Count how many lines in the entries below contain the word "dress", and give only that number.
***** Data provided *****
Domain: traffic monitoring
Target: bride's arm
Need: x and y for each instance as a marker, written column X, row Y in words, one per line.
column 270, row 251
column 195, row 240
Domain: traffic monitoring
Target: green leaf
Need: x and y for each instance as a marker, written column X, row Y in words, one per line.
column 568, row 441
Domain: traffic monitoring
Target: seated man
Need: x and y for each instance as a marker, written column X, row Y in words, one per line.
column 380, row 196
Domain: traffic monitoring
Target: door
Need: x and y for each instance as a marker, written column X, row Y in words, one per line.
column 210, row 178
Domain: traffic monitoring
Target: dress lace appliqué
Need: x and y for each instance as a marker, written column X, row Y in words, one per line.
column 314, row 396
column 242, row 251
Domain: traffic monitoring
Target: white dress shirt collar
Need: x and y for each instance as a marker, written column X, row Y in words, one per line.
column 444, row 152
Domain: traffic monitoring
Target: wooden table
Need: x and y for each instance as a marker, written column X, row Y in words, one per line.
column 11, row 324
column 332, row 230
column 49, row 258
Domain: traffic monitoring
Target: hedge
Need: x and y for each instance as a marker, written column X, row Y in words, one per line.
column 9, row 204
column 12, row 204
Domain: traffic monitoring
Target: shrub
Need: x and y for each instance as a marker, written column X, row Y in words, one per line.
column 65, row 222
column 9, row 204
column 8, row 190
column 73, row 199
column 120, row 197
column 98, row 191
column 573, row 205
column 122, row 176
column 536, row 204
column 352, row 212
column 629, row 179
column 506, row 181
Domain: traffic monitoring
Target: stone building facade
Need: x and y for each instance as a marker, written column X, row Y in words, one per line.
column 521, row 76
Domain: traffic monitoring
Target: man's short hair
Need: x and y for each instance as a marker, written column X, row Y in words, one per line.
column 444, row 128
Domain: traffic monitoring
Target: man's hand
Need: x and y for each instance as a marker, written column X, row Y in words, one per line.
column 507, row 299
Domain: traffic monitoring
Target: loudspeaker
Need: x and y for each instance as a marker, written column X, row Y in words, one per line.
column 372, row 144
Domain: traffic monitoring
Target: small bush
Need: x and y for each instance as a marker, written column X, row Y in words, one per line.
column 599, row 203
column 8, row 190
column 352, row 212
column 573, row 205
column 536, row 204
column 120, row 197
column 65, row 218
*****
### Finished task
2